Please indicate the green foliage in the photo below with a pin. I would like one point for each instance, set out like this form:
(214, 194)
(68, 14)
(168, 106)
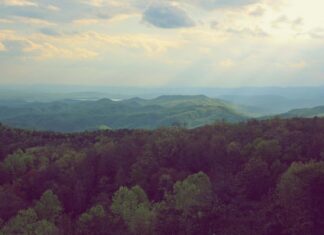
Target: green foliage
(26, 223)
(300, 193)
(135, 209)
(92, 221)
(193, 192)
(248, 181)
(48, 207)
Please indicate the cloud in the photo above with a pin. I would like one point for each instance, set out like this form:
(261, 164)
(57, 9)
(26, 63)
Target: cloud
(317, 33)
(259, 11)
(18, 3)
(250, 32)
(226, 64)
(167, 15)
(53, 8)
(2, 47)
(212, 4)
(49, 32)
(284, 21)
═══
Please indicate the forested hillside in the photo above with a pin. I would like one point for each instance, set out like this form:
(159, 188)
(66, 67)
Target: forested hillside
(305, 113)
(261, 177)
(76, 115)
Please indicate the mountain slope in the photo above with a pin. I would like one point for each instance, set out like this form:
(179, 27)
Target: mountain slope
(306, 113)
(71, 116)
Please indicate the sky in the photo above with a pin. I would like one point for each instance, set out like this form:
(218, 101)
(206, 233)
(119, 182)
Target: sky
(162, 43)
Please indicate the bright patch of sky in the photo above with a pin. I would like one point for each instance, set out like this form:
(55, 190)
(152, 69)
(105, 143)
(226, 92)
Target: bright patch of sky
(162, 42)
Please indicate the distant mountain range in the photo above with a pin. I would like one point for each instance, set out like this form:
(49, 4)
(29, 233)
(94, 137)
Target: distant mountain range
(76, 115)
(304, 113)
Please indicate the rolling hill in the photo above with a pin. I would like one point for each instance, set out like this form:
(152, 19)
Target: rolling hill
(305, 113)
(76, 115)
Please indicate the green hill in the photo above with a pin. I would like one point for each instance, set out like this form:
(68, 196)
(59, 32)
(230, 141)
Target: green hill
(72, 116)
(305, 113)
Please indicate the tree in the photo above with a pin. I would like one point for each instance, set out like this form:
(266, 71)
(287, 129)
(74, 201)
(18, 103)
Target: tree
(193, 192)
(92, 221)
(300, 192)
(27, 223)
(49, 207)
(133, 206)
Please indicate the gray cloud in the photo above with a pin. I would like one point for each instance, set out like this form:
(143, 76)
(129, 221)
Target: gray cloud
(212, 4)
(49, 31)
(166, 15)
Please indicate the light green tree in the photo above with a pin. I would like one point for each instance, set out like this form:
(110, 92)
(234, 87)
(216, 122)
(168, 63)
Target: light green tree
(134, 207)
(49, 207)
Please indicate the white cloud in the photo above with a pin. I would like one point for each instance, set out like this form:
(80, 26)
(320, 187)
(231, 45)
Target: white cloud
═══
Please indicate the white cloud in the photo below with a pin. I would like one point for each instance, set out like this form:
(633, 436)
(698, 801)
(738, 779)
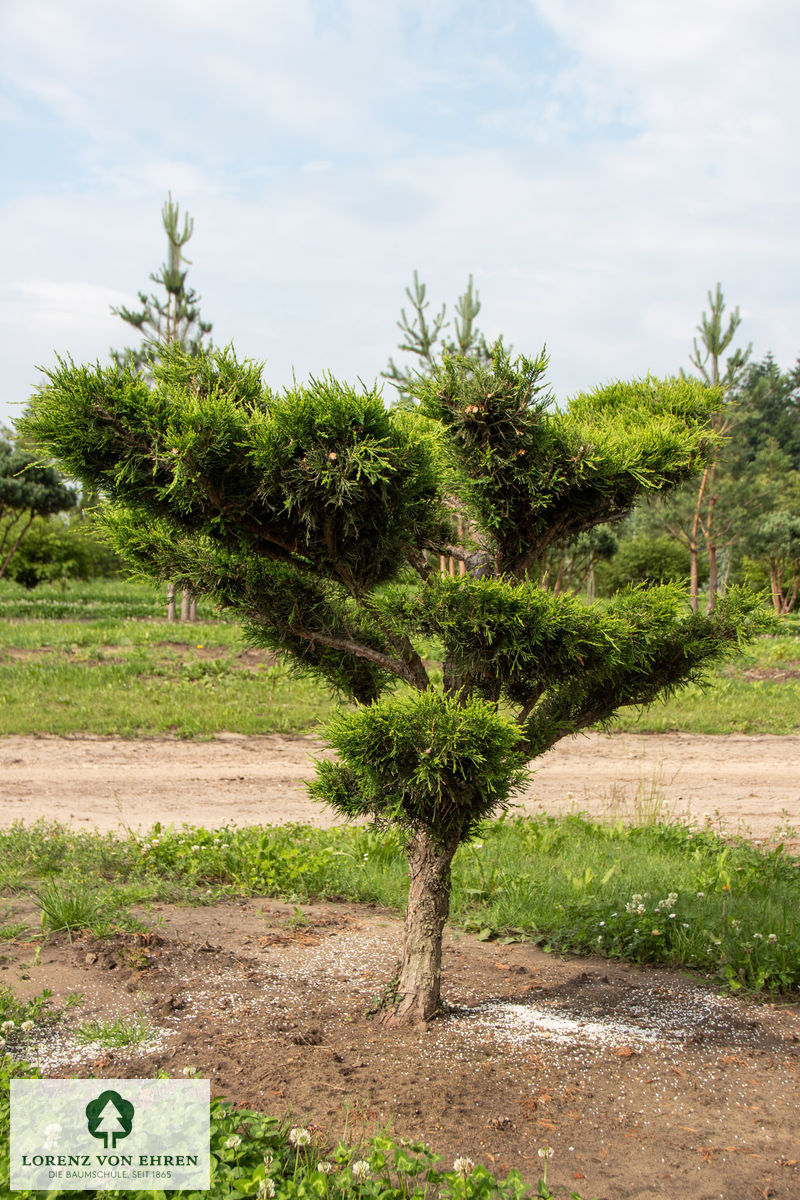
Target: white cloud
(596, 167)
═══
## WHAT IS REQUIRED
Show, copied in full, each line of the entries above that contains the word "bright".

## WRITTEN RESPONSE
Please indicate the bright patch of sky in the photo above with a pin. I would like one point for each instance, set out like this form:
Target: bright patch of sky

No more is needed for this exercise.